As regular readers will know, our car is currently broken. Which means that I’m shopping for 6 people on a tight budget on foot. Today I set out to walk to Lidl with my trusty trolley, and as I went, it started to snow.
Snow. It’s British Summer Time tonight. I walked past a fruiterers with strawberries in the window – something is confused, and I’m not altogether sure what it is. (I didn’t buy the strawberries by the way. They weren’t expensive – 69p a punnet – but I try to keep our food miles down. Although it worries me that they will be wasted after their journey, because who is looking for strawberries now?)
Lidl is a mile from our house. It’s not a bad walk. Not a very interesting one, but not bad. it gave me time to think about what I was going to buy. We don’t need dinner for tomorrow, as we’re going out, but lunch for today, and dinner, then food for Monday given that shops are shut tomorrow. So plenty of bread, milk, yogurts. Some fruit, potatoes, bit of meat.
It’s difficult to serve up meals in our house that everyone will eat. It’s not that they are fussy eaters as such, more kind of precise. it makes planning nutrition for kids challenging at the best of times. I spend a lot of time online looking at what they need, how I can deliver it, working out menus. All within a limited budget, and right at the moment, from a limited choice of shops. (Due to the car thing. Keep up.) I’m worried about Big’s protein intake, as she’s gone off most of the meat we eat. Smallest is finicky at the best of times, while Small is, as I said, precise. Thursday night is pizza night. Homemade, two types of cheese, tomato paste topping.

━━━━━━

**Exercise brief**:
Reproduce, without alteration, the passage of the text on shopping on foot that begins with the words "As regular readers" and ends with the words "for strawberries now?)".

━━━━━━

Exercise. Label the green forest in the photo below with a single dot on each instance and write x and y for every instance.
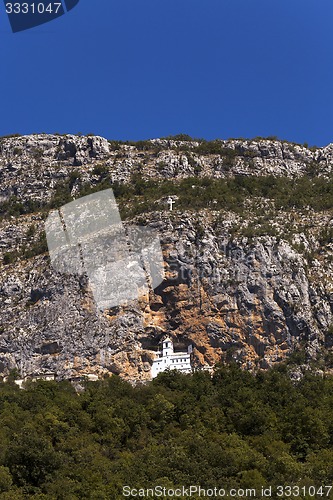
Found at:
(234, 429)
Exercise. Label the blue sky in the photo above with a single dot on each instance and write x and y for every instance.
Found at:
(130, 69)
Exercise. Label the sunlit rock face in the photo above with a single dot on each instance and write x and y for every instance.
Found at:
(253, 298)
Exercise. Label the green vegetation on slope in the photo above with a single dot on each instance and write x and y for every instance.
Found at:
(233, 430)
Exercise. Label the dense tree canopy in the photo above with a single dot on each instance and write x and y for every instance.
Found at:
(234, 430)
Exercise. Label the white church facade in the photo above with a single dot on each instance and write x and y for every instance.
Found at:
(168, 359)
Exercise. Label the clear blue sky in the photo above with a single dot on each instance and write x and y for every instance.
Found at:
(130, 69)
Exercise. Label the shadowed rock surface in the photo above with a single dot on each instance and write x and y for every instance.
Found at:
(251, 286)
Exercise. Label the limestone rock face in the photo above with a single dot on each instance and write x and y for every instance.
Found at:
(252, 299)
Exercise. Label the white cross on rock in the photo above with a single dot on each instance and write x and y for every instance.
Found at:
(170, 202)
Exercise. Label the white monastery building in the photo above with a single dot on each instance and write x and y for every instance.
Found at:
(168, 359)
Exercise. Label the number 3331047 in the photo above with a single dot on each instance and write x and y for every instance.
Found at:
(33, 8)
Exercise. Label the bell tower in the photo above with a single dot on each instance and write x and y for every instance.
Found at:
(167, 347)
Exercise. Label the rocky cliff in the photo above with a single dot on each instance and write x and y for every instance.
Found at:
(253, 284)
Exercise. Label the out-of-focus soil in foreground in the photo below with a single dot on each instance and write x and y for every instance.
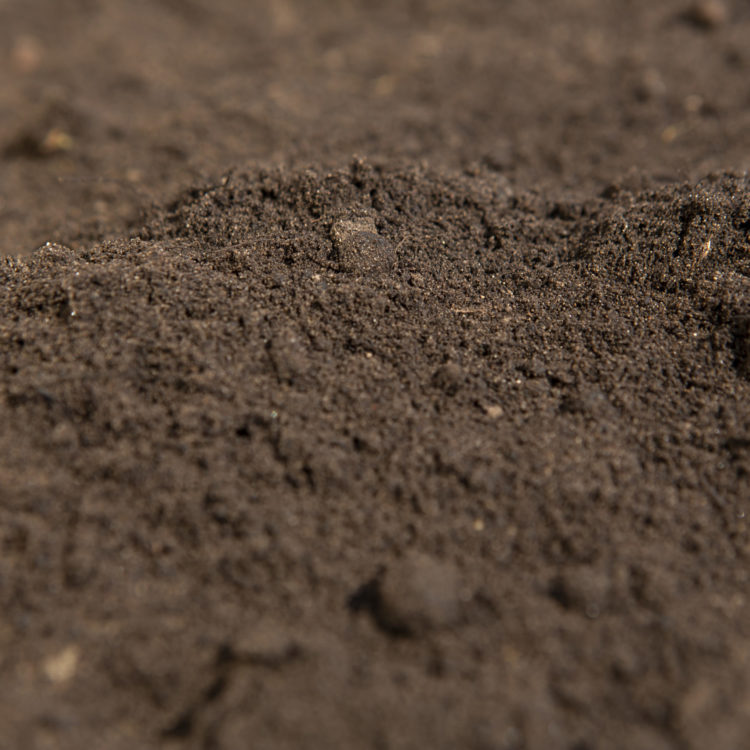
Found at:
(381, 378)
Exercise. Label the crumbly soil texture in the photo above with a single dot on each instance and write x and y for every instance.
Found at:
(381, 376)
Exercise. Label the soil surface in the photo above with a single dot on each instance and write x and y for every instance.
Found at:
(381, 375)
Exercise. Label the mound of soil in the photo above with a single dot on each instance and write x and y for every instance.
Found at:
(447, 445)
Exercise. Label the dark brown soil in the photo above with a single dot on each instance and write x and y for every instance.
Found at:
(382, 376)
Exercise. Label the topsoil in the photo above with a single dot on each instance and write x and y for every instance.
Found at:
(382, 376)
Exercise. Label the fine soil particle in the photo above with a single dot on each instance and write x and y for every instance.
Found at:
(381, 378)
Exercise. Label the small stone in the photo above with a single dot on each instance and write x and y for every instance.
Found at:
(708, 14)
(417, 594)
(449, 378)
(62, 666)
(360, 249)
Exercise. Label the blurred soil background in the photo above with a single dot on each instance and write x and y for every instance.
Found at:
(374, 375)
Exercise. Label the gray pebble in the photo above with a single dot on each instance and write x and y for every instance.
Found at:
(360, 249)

━━━━━━

**Solution to this exercise**:
As regular readers will know, our car is currently broken. Which means that I’m shopping for 6 people on a tight budget on foot. Today I set out to walk to Lidl with my trusty trolley, and as I went, it started to snow.
Snow. It’s British Summer Time tonight. I walked past a fruiterers with strawberries in the window – something is confused, and I’m not altogether sure what it is. (I didn’t buy the strawberries by the way. They weren’t expensive – 69p a punnet – but I try to keep our food miles down. Although it worries me that they will be wasted after their journey, because who is looking for strawberries now?)